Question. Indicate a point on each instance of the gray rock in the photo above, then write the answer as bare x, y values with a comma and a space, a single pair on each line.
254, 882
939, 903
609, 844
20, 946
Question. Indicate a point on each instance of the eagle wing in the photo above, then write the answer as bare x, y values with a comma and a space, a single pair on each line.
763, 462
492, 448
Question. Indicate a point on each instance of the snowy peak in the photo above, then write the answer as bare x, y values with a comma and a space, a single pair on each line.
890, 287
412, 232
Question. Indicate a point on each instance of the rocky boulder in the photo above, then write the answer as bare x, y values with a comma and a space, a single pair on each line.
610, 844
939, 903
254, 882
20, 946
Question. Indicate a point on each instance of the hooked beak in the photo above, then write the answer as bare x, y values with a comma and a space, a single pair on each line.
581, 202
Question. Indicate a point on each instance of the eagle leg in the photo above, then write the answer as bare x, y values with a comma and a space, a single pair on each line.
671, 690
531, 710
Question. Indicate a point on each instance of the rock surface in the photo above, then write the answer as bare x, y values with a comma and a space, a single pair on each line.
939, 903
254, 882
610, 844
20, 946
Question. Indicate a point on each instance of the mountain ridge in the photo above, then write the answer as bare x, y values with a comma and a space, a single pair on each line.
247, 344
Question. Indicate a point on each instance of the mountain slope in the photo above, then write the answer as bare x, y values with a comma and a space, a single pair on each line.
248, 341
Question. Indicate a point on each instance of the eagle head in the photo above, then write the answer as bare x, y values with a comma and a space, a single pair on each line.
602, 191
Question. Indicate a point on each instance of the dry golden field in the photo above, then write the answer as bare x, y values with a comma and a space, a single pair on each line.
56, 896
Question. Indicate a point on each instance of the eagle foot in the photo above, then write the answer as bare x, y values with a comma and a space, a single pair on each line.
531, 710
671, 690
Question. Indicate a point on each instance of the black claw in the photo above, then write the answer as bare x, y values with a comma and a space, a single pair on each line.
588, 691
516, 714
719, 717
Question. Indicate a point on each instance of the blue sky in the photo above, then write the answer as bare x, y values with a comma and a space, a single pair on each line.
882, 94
____
*Task details:*
Retype all of the material above word for word, with nothing changed.

*Complete output:*
Question. Indicate a point on each instance of the gray rock in the photo above, then write the answer as bare x, y values with a comma and a space, a single pair on each line.
254, 882
939, 903
609, 844
20, 946
Question. Indicate a point on each instance of the eagle wing in the photo above, then write the answer as bare x, y values with a comma and a space, a single pair on each line.
763, 462
492, 448
Question. Indicate a point on each instance of the snowy peak in the photo above, then write the answer as bare x, y values with a comma and a space, a single pair on each line.
890, 287
412, 232
Question. Indicate a point on each instance of the rocky boulder in the photo above, then write the answer as bare x, y values with a comma and a space, a single pair on each line.
610, 844
939, 903
254, 882
20, 946
Question. Indicate a point on each instance of the hooked beak in the photo above, then write the answer as bare x, y values with a comma and a space, a single pair on each line.
581, 202
Question. Indicate a point on each instance of the eagle leg in the photo above, then write the answer as bare x, y values with a comma and a space, a single pair on each line.
671, 690
531, 710
Question. Indicate a point on each instance of the rock surface in the photo above, then write the answer as bare x, y values with a comma and a space, a single pair on each line.
939, 903
254, 882
610, 844
20, 946
Question. Indicate a point on each instance of the mountain ridge in the photo above, then write the answer as bare x, y values with a comma and a space, a single pair on each line.
247, 344
Question. Indicate a point on each instance of the mountain slope in the photo above, then write the answer as bare x, y values with a comma and a space, a single pair on each line.
248, 341
Question. Indicate a point on each instance of the eagle head in the photo above, then write the answer as bare x, y values with a comma and a space, a single pair on each line.
602, 191
Question. Indicate a point on each instance of the dry golden field in the photo above, then write the answer as bare x, y values with a comma and a space, a single pair on each line.
56, 896
Question. Indicate a point on each instance of the eagle foot in the photo above, then write the answer as bare x, y values with a comma and a space, a single pair on each line.
531, 710
671, 690
Question. Indicate a point on each instance of the black claw in the photo above, then write the answer as bare x, y values with a comma and a space, a single pair on each line.
588, 691
516, 714
719, 717
Question. Indicate a point on each instance of the blue sky in the photo above, then write the answer as bare x, y values with a comma and a space, a single pair on each line.
882, 94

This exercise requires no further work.